Although the data below holds other lines too, output only those from the line with "get_box(white wall)" up to and including the line with "get_box(pot rim)", exactly as they appear.

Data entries

******

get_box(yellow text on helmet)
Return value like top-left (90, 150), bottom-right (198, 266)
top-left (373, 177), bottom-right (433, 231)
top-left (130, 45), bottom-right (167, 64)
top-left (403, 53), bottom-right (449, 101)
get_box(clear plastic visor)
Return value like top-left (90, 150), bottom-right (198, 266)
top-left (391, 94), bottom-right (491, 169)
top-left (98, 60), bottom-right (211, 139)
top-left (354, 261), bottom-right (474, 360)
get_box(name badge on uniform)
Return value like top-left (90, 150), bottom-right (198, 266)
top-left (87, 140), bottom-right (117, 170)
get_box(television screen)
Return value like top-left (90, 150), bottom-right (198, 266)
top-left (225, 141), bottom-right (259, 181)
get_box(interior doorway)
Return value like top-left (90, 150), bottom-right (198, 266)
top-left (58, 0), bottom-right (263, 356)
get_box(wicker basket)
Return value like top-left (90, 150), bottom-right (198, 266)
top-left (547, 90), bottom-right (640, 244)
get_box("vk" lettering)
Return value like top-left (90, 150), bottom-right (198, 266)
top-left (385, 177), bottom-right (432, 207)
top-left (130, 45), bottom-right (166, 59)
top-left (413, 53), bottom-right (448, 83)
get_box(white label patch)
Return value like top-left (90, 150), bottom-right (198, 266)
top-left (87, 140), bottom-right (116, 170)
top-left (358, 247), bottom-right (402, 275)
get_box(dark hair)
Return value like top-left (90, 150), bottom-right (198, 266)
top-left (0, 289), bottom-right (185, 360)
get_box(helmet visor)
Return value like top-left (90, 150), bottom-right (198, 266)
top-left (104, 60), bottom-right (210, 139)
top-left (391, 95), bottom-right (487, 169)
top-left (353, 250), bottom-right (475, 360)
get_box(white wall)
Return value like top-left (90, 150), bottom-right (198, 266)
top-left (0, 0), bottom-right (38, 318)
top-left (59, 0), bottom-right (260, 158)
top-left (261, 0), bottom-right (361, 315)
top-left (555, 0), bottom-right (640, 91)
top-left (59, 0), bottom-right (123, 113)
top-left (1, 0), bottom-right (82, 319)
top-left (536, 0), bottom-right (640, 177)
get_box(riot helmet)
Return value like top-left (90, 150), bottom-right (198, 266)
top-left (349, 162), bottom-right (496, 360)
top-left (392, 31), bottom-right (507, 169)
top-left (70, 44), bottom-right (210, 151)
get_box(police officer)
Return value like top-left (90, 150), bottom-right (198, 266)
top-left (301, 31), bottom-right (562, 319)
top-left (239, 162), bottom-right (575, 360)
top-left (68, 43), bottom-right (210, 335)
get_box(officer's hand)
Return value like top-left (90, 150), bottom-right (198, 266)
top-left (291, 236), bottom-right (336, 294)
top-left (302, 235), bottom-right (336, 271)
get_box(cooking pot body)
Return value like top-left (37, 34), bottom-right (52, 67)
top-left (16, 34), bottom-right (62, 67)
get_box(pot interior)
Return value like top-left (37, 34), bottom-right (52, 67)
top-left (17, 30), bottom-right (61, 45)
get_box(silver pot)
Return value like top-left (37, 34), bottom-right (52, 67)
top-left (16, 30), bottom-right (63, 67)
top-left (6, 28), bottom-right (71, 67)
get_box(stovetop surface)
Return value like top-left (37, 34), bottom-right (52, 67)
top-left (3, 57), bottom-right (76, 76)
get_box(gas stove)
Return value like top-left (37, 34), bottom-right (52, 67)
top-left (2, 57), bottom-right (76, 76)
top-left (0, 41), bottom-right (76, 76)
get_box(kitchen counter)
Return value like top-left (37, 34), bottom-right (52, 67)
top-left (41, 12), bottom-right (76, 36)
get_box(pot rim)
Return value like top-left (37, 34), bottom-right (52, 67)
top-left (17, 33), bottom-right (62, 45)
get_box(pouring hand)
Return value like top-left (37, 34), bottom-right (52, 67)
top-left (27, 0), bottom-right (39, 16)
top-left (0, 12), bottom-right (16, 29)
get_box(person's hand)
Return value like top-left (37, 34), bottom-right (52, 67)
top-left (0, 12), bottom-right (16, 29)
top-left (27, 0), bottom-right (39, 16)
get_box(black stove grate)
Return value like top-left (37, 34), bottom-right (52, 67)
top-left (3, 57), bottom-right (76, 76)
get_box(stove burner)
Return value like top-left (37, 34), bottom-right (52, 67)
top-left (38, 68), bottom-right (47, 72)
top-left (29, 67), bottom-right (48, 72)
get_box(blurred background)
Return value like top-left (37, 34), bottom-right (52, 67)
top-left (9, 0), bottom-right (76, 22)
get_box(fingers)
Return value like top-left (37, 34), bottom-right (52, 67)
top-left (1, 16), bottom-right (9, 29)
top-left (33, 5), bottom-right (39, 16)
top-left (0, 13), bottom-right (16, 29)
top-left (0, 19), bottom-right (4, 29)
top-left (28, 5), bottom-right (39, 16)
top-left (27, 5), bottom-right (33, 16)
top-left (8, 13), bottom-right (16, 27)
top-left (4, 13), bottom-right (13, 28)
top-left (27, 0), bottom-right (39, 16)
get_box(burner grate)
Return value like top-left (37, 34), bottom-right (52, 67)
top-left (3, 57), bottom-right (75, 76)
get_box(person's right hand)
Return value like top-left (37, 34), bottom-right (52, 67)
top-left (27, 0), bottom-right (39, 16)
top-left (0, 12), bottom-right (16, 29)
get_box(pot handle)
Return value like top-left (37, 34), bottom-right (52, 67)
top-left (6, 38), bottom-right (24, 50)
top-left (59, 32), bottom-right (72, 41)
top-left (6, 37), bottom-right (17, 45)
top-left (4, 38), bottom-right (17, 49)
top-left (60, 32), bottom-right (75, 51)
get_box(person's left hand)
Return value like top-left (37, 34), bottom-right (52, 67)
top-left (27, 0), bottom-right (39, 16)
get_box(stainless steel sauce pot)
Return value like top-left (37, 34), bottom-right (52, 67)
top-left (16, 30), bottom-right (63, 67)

******

Solution to the problem =>
get_box(white wall)
Return value like top-left (90, 150), bottom-right (198, 266)
top-left (0, 0), bottom-right (38, 318)
top-left (59, 0), bottom-right (260, 158)
top-left (261, 0), bottom-right (361, 315)
top-left (555, 0), bottom-right (640, 91)
top-left (59, 0), bottom-right (123, 113)
top-left (1, 0), bottom-right (82, 319)
top-left (536, 0), bottom-right (640, 177)
get_box(riot helmet)
Return value like top-left (90, 150), bottom-right (198, 266)
top-left (349, 162), bottom-right (496, 360)
top-left (392, 31), bottom-right (507, 169)
top-left (70, 44), bottom-right (210, 151)
get_box(police officer)
Return value like top-left (90, 150), bottom-right (198, 266)
top-left (301, 31), bottom-right (562, 319)
top-left (239, 162), bottom-right (575, 360)
top-left (68, 43), bottom-right (210, 335)
get_box(officer's hand)
Return value like top-left (90, 150), bottom-right (198, 266)
top-left (291, 236), bottom-right (336, 294)
top-left (302, 235), bottom-right (336, 271)
get_box(cooking pot body)
Return value like top-left (37, 34), bottom-right (52, 67)
top-left (16, 34), bottom-right (62, 67)
get_box(pot interior)
Return value like top-left (37, 34), bottom-right (52, 67)
top-left (17, 30), bottom-right (61, 45)
get_box(silver pot)
Return value like top-left (37, 34), bottom-right (52, 67)
top-left (16, 30), bottom-right (63, 67)
top-left (6, 28), bottom-right (71, 67)
get_box(stovetop surface)
Return value like top-left (37, 34), bottom-right (52, 67)
top-left (3, 57), bottom-right (76, 76)
get_box(gas stove)
Return value like top-left (37, 34), bottom-right (52, 67)
top-left (2, 57), bottom-right (76, 76)
top-left (0, 41), bottom-right (76, 76)
get_box(kitchen counter)
Return value like top-left (37, 34), bottom-right (52, 67)
top-left (41, 12), bottom-right (76, 36)
get_box(pot rim)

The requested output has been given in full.